**Text zur Analyse**
Definition und Grundlagen des Eigentümer-Besitzerverhältnisses

Das Eigentümer-Besitzerverhältnis ist ein zentrales Rechtsinstitut im deutschen Sachenrecht. Es beschreibt das Verhältnis zwischen dem Eigentümer einer Sache und einer anderen Person, die diese Sache tatsächlich besitzt (Besitzer), ohne unbedingt deren rechtlicher Eigentümer zu sein. Das Eigentümer-Besitzerverhältnis ist regelmäßig von hoher praktischer Bedeutung, etwa bei Vermietungen, Leihverhältnissen oder bei Besitzvertretungen. Das Bürgerliche Gesetzbuch (BGB) regelt die wichtigsten Fragen zu diesem Thema vor allem in den §§ 985 ff. BGB.

Begriffsbestimmung

Eigentümer ist derjenige, der die rechtliche Herrschaft über eine Sache innehat (§ 903 BGB). Besitzer ist, wer die tatsächliche Gewalt über eine Sache ausübt (§ 854 BGB). Ein und dieselbe Person kann zugleich Eigentümer und Besitzer sein, typischerweise sind diese Positionen jedoch getrennt, beispielsweise bei Mietverhältnissen. Das Eigentümer-Besitzerverhältnis beschreibt die Beziehung dieser beiden Rechtssubjekte zur Sache und zueinander.

**Bereitgestellte Daten**
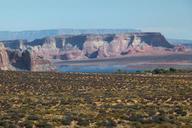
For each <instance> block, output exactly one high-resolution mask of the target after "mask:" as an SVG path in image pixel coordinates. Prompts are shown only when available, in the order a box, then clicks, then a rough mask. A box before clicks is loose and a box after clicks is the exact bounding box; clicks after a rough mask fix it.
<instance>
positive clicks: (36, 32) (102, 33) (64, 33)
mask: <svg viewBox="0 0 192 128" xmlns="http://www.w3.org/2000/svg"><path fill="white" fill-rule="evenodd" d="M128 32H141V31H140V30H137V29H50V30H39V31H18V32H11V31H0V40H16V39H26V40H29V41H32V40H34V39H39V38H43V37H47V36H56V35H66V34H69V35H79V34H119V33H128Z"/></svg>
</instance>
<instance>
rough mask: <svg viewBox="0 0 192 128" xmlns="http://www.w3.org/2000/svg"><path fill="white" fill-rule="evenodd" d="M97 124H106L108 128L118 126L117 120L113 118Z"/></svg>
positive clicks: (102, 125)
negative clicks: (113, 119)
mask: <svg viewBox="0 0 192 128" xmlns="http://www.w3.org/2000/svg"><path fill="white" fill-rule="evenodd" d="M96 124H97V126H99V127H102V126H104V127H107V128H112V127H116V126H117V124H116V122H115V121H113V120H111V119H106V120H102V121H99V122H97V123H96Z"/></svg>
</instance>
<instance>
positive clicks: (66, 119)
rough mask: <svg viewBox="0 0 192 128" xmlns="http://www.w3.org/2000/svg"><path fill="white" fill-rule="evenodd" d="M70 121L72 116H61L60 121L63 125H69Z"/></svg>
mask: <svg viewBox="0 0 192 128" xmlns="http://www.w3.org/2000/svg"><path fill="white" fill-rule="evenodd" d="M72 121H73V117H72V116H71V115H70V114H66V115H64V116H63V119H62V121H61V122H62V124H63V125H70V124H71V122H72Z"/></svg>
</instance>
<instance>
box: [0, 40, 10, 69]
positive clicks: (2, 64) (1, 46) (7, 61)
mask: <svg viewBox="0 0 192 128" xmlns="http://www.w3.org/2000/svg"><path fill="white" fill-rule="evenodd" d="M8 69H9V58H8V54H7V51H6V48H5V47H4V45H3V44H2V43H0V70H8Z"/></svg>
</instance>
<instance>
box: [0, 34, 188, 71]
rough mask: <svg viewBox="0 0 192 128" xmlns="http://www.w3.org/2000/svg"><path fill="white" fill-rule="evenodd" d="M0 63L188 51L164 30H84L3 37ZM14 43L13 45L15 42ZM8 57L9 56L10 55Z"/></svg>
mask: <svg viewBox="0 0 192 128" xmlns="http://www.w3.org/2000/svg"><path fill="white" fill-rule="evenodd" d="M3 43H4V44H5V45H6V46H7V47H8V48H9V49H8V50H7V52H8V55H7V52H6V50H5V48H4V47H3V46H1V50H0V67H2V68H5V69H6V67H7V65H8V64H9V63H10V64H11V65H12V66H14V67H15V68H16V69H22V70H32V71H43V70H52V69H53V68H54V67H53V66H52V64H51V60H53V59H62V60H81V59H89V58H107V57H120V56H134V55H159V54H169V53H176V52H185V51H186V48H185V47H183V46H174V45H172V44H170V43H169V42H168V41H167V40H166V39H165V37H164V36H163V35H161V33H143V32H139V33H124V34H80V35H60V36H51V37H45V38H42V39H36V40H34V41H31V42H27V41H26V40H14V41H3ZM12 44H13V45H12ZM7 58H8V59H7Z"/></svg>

**Aufgabe 1**
Geben Sie den Text über das Eigentümer-Besitzerverhältnis vollständig und unverändert wieder.
**Aufgabe 2**
Sammeln Sie aus der Auflistung jede Zeile, in der die Zeichenfolge „positive“ vorkommt, und übernehmen Sie diese Zeilen vollständig. Groß- und Kleinschreibung sind dabei zu beachten.

**Ergebnis 1**
Definition und Grundlagen des Eigentümer-Besitzerverhältnisses

Das Eigentümer-Besitzerverhältnis ist ein zentrales Rechtsinstitut im deutschen Sachenrecht. Es beschreibt das Verhältnis zwischen dem Eigentümer einer Sache und einer anderen Person, die diese Sache tatsächlich besitzt (Besitzer), ohne unbedingt deren rechtlicher Eigentümer zu sein. Das Eigentümer-Besitzerverhältnis ist regelmäßig von hoher praktischer Bedeutung, etwa bei Vermietungen, Leihverhältnissen oder bei Besitzvertretungen. Das Bürgerliche Gesetzbuch (BGB) regelt die wichtigsten Fragen zu diesem Thema vor allem in den §§ 985 ff. BGB.

Begriffsbestimmung

Eigentümer ist derjenige, der die rechtliche Herrschaft über eine Sache innehat (§ 903 BGB). Besitzer ist, wer die tatsächliche Gewalt über eine Sache ausübt (§ 854 BGB). Ein und dieselbe Person kann zugleich Eigentümer und Besitzer sein, typischerweise sind diese Positionen jedoch getrennt, beispielsweise bei Mietverhältnissen. Das Eigentümer-Besitzerverhältnis beschreibt die Beziehung dieser beiden Rechtssubjekte zur Sache und zueinander.

**Ergebnis 2**
positive clicks: (36, 32) (102, 33) (64, 33)
positive clicks: (102, 125)
positive clicks: (66, 119)
positive clicks: (2, 64) (1, 46) (7, 61)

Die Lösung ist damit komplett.